Point annotation records:
····················

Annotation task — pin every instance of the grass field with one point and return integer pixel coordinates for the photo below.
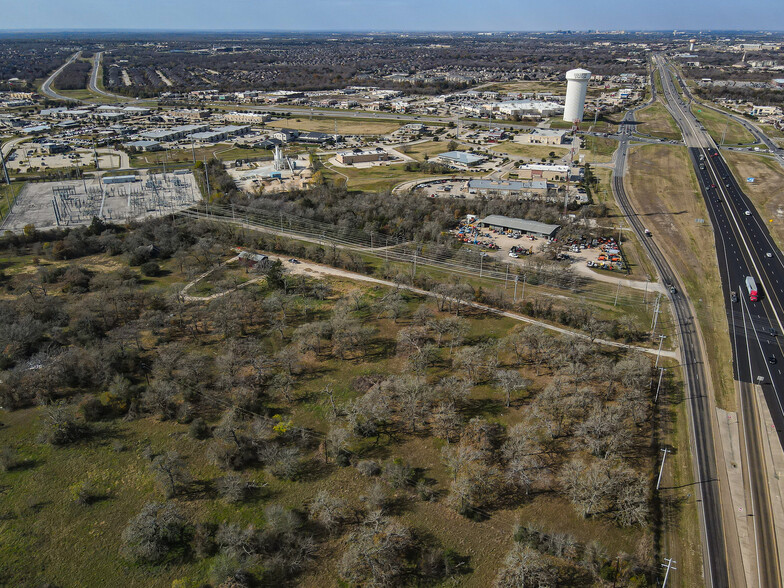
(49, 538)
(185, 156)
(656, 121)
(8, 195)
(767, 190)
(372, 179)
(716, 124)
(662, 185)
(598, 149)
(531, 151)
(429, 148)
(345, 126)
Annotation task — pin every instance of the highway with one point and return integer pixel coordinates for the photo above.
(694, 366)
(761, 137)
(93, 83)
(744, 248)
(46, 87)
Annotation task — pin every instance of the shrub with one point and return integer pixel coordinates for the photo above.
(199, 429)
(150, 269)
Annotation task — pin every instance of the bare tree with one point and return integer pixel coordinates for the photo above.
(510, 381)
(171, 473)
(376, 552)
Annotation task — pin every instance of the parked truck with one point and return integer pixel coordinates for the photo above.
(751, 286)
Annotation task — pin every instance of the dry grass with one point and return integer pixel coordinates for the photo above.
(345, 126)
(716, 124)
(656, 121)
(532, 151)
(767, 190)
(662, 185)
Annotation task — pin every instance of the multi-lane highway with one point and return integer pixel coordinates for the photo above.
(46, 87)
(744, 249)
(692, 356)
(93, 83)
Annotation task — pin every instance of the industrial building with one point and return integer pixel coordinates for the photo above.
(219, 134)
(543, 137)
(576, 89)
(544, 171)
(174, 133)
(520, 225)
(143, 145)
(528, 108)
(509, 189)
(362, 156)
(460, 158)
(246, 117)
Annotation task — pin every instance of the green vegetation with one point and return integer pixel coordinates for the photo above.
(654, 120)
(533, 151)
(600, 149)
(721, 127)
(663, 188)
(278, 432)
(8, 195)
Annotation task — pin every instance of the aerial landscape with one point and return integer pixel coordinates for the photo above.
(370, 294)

····················

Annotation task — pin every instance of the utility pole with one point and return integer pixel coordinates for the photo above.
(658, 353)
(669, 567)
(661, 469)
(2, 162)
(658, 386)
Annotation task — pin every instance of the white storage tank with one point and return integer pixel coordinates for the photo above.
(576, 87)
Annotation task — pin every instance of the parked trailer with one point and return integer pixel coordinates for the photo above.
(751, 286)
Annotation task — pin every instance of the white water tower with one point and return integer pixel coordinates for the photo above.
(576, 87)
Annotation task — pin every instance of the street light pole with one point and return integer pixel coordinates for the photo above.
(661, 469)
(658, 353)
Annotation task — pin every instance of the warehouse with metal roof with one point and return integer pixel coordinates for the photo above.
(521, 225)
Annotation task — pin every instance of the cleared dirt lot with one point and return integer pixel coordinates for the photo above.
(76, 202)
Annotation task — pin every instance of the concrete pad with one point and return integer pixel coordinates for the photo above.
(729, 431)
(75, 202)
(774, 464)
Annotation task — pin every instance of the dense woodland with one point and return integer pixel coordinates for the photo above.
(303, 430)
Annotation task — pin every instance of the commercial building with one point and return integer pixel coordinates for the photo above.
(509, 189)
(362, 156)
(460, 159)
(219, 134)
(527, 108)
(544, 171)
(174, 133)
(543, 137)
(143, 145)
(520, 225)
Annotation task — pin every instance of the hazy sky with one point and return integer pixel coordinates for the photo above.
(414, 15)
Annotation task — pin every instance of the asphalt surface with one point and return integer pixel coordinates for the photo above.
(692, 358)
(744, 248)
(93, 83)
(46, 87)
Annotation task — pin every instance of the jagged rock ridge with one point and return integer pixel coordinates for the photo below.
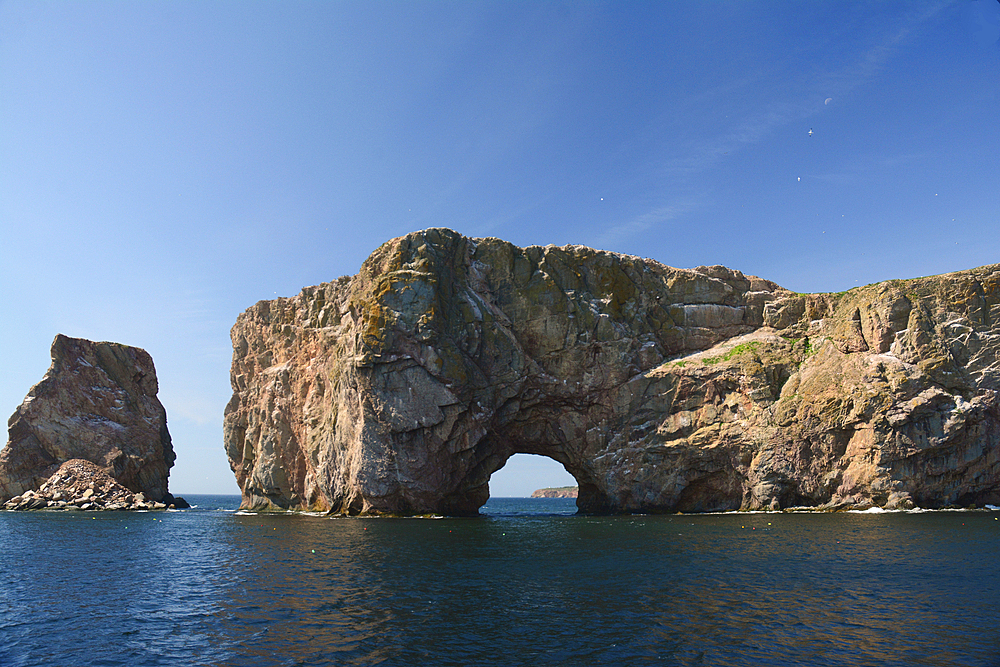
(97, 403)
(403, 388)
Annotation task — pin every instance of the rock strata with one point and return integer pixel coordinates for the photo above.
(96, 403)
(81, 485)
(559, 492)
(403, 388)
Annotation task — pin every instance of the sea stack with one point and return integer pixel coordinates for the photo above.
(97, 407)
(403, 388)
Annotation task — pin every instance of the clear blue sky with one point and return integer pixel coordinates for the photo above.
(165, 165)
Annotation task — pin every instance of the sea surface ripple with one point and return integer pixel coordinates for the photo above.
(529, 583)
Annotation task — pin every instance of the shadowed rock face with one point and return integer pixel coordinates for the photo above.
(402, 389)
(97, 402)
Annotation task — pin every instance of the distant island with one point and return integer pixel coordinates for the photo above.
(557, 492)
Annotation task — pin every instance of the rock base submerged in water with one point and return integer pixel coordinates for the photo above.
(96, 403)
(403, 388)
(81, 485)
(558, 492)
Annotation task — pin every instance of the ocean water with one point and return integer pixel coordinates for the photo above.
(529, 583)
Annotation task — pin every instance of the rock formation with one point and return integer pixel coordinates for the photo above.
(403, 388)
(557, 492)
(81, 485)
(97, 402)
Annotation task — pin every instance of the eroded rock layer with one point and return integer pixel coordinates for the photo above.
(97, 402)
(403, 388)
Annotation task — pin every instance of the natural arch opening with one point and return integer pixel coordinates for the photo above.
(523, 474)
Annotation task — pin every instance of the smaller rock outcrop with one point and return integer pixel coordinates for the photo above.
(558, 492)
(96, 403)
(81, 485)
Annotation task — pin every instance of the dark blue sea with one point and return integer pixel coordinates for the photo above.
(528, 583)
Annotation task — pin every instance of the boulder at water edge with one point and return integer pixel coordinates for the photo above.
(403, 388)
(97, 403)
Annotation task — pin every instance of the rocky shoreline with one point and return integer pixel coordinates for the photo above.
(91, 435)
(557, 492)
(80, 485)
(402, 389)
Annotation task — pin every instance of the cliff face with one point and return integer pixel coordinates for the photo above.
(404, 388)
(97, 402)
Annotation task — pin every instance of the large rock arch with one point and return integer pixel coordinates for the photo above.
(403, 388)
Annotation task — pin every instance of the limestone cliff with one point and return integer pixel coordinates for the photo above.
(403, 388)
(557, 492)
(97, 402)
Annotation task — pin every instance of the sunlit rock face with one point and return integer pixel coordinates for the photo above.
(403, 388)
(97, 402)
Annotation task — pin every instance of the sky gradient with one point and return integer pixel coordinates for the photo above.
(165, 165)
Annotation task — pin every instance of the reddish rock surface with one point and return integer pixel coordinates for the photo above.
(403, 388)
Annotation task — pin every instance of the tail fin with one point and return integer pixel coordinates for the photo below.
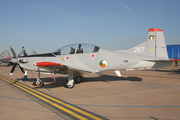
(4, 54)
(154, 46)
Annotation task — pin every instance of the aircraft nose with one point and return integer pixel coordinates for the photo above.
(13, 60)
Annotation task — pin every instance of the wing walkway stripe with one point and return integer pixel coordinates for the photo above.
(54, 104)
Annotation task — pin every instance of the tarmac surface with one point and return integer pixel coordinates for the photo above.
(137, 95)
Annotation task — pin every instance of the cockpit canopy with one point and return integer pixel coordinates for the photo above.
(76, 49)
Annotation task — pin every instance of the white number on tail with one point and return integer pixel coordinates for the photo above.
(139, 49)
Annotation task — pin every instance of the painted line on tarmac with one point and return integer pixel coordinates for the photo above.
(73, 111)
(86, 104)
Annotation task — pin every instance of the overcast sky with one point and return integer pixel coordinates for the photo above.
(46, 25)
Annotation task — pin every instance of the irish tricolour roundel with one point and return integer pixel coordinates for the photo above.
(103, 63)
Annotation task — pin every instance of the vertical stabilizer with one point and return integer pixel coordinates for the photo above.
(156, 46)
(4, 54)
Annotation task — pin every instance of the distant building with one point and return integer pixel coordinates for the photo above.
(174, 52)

····················

◆ Aim
Which lines above contain the word "arch"? Select each of them and copy it in full.

◆ Solved exercise
Annotation task — pin every instance of the natural arch opening with one point and return integer pixel coordinates for the photo above.
Annotation task — pin every instance of the large rock arch with one point and return integer pixel coordinates for the photo above.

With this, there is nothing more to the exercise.